§ **READING PASSAGE**:
___
In the Dark About Drugs

With the Bush administration and Congress preparing to hand Medicare users nearly $1 trillion over 10 years to buy prescription drugs on the private market, the least they could do is supply them with information better than the thinly documented claims in the drug companies’ TV ads.

Patients now get little help in that regard from the government, because the Food and Drug Administration doesn’t have authority to even gather the right information. For instance, the FDA can’t require researchers to publicly disclose the results of clinical drug trials.

Such problems were hashed over but not solved this week during a three-day FDA hearing, which focused on the implications of Merck’s decision to remove its painkiller Vioxx from the market last year after a study found that the drug doubled the risks of heart attacks and strokes. At the hearing, cardiologists testified to such dangers not only from Vioxx but from Pfizer’s Celebrex and Bextra, two other drugs in the same class. Nevertheless, the panel recommended Friday that Pfizer and Merck remain free to sell the painkillers, albeit with more detailed warning labels.

The panel’s deliberations showed how hard it is for medical experts to weigh drug benefits and dangers while hearing only the rosiest interpretations from drug makers. For patients, it can be all but impossible.
___
Stored data entries
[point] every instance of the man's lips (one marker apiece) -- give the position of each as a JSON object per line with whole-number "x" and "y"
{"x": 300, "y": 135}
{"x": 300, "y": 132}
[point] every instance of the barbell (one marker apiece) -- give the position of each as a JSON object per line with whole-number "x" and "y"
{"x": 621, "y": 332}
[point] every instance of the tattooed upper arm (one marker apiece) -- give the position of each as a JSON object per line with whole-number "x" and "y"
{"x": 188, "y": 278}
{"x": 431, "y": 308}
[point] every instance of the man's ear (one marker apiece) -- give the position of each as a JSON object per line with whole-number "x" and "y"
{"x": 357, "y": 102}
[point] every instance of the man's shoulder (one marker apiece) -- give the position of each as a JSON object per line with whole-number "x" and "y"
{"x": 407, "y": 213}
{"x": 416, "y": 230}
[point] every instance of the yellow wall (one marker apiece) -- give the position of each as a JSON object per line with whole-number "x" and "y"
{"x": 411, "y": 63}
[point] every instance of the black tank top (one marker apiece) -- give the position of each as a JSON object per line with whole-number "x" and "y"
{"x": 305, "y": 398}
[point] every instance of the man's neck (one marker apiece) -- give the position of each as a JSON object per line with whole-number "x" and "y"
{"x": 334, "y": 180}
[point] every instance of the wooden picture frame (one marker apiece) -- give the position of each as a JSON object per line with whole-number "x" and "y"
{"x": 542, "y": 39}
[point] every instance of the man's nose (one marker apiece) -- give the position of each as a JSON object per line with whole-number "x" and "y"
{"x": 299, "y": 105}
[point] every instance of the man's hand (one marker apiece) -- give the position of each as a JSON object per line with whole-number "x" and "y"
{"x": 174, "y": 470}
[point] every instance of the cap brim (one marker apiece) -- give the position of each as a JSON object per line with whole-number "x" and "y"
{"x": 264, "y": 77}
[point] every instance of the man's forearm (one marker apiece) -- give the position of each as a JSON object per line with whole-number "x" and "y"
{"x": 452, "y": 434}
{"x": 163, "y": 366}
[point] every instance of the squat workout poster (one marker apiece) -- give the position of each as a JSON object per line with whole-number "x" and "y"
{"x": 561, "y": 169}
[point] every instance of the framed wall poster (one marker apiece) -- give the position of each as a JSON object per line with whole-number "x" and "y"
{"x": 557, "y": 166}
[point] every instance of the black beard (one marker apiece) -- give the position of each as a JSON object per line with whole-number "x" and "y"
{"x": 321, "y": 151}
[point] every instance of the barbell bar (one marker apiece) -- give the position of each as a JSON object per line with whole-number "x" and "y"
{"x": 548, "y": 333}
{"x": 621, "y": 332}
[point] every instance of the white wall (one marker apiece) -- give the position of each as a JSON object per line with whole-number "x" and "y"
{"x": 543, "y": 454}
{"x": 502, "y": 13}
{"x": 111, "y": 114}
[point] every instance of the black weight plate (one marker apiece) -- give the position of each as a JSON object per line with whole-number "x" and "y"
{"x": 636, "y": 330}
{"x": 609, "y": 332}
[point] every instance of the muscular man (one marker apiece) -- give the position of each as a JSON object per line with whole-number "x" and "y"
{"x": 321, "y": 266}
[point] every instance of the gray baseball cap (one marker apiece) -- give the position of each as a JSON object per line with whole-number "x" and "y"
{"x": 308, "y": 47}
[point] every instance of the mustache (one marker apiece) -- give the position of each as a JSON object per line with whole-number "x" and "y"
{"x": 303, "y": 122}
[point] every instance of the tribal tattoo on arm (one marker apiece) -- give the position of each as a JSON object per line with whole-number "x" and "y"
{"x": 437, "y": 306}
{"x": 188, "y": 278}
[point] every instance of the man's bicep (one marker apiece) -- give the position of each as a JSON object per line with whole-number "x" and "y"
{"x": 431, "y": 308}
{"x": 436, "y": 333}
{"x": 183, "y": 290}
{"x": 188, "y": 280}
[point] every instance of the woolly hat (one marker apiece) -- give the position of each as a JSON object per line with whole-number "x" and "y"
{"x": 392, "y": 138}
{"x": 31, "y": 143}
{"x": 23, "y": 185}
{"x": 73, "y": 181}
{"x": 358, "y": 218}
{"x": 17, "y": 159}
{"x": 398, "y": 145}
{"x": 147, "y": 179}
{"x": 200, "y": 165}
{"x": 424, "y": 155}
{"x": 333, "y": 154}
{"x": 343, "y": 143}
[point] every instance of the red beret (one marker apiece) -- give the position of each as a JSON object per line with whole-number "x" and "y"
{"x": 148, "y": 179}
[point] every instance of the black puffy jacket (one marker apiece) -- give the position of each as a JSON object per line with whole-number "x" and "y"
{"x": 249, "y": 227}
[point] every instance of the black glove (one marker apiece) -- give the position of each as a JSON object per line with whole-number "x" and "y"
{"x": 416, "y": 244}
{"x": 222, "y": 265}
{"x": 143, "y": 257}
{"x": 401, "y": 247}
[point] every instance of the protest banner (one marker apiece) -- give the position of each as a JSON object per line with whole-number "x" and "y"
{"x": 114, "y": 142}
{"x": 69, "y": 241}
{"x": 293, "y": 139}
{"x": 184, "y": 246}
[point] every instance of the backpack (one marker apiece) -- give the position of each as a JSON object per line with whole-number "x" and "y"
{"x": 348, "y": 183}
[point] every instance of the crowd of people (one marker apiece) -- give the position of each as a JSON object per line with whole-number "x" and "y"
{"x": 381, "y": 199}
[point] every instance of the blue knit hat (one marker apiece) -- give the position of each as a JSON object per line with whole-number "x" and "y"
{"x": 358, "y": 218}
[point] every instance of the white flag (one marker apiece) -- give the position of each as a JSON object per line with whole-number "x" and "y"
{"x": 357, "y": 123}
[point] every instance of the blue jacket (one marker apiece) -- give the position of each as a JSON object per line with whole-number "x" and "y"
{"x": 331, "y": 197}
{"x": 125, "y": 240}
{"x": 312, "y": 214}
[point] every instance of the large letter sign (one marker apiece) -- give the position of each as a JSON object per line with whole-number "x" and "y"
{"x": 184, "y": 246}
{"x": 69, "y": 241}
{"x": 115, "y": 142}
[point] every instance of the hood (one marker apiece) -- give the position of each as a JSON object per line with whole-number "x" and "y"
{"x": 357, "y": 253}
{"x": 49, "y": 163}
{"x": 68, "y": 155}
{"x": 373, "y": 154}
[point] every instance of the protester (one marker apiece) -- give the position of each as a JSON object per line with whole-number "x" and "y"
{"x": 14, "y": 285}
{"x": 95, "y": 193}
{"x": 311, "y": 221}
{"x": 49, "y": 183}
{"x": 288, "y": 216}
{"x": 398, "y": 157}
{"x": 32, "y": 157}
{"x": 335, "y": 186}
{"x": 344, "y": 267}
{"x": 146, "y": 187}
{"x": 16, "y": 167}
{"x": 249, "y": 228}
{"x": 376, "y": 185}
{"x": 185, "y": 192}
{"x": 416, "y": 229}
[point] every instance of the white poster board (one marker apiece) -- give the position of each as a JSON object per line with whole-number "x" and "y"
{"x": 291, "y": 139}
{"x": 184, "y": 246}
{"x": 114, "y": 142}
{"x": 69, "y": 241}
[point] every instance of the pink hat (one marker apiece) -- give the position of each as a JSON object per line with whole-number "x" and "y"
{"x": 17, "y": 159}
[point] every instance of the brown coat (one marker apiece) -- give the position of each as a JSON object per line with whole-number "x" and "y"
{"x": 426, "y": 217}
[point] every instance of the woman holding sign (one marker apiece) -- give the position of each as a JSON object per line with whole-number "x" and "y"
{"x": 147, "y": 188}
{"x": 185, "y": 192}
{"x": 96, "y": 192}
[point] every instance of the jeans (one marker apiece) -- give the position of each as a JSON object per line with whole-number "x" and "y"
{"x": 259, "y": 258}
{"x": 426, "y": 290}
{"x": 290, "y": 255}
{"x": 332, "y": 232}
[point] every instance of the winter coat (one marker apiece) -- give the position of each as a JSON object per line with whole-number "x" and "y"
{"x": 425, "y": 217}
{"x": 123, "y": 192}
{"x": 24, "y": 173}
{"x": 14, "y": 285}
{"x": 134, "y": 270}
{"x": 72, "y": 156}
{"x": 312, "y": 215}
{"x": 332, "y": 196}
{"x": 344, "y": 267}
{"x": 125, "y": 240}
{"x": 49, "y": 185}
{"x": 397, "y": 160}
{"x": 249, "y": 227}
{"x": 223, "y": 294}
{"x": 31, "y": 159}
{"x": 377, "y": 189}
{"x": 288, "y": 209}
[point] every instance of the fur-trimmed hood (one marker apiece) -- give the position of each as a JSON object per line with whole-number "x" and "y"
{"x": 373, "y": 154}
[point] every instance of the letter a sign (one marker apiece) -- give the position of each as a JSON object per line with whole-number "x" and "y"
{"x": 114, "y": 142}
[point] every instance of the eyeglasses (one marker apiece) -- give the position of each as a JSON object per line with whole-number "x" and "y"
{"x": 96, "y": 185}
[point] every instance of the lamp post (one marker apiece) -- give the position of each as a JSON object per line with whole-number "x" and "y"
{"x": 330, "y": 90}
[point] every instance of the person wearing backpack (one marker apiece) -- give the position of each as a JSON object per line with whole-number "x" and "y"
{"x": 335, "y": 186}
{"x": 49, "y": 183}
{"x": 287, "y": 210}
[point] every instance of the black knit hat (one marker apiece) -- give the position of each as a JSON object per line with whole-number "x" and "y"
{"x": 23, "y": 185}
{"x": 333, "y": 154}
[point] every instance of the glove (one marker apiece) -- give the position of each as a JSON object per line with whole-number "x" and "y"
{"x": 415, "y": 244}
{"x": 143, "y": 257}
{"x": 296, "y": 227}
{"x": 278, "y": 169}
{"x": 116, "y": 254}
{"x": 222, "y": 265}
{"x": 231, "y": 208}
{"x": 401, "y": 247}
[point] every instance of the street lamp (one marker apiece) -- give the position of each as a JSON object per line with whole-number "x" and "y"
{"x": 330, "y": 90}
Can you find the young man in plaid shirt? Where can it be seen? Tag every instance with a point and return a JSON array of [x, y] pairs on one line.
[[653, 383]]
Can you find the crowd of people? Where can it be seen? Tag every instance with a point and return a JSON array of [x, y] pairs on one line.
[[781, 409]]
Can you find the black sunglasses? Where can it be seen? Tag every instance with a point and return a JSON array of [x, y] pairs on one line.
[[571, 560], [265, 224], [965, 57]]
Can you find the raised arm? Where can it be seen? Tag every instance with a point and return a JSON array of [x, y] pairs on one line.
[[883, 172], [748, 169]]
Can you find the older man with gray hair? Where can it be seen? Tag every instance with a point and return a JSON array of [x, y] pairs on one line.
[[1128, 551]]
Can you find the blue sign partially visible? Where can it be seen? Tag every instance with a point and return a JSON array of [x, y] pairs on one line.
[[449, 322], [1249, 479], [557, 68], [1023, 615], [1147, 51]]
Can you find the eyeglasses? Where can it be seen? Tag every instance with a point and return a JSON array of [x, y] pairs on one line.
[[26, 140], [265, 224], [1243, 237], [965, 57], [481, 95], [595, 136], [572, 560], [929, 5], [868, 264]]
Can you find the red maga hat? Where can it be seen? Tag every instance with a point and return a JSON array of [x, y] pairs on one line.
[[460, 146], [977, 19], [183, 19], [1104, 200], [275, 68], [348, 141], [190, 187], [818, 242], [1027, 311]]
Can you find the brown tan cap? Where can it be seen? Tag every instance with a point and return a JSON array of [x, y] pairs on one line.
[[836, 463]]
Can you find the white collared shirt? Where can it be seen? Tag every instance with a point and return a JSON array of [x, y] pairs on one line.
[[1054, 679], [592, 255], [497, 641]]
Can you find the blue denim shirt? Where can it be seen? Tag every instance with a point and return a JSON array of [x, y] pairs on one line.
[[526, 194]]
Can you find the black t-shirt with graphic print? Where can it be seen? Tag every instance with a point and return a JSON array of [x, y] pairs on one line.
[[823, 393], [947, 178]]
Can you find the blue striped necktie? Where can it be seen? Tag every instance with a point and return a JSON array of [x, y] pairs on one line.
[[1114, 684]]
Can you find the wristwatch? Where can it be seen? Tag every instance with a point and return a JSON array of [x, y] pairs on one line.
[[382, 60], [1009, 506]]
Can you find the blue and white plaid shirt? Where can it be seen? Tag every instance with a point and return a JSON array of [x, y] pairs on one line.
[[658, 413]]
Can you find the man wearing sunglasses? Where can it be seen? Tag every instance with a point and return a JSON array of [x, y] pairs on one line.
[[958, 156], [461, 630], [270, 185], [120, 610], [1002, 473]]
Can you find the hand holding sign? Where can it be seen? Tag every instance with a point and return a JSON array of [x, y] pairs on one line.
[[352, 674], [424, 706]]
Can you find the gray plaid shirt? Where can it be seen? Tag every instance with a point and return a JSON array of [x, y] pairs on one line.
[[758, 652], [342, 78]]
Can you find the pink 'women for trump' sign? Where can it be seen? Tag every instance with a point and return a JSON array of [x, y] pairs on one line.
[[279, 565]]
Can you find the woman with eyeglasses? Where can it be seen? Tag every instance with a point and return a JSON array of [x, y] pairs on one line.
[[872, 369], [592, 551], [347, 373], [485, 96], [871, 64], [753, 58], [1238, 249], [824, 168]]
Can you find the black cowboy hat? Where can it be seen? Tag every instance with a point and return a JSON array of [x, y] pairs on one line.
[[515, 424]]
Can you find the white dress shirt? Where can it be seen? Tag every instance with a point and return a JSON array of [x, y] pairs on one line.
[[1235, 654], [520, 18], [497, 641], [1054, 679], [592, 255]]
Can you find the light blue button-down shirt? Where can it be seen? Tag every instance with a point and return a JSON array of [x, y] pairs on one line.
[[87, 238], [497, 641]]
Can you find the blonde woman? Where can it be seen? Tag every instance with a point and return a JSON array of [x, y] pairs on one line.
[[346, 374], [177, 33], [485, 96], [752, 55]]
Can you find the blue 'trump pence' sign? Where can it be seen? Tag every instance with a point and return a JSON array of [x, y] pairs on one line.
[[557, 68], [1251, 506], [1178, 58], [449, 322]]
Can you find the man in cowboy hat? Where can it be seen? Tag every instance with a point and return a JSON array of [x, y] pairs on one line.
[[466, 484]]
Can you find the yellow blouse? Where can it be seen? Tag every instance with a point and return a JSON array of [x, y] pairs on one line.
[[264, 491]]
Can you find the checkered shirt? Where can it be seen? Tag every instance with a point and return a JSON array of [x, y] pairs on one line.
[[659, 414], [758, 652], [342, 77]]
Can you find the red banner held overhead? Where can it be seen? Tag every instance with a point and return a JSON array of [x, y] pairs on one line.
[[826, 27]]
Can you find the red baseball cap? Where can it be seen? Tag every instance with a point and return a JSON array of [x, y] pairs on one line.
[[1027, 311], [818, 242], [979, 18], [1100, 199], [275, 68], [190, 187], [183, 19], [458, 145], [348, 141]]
___
§ **QUESTIONS TO ANSWER**:
1: According to the article, what is one thing the FDA cannot require researchers to do?
2: Summarize the article in two sentences.
3: Please copy word for word the part of the article that opens with the words containing "With the Bush" and closes with "clinical drug trials.".
The listing has no connection to the article.

§ **OUTPUTS FOR THE TASKS**:
1: Publicly disclose the results of clinical drug trials.

2: Because Medicare users are set to receive nearly $1 trillion over 10 years to buy prescription drugs, they need better information than drug company TV ads provide, yet the FDA lacks the authority to gather the right information. A three-day FDA hearing prompted by Merck's removal of Vioxx showed how hard it is for experts to weigh drug benefits and dangers, and the panel recommended that Pfizer and Merck remain free to sell their painkillers with more detailed warning labels.

3:
With the Bush administration and Congress preparing to hand Medicare users nearly $1 trillion over 10 years to buy prescription drugs on the private market, the least they could do is supply them with information better than the thinly documented claims in the drug companies’ TV ads.

Patients now get little help in that regard from the government, because the Food and Drug Administration doesn’t have authority to even gather the right information. For instance, the FDA can’t require researchers to publicly disclose the results of clinical drug trials.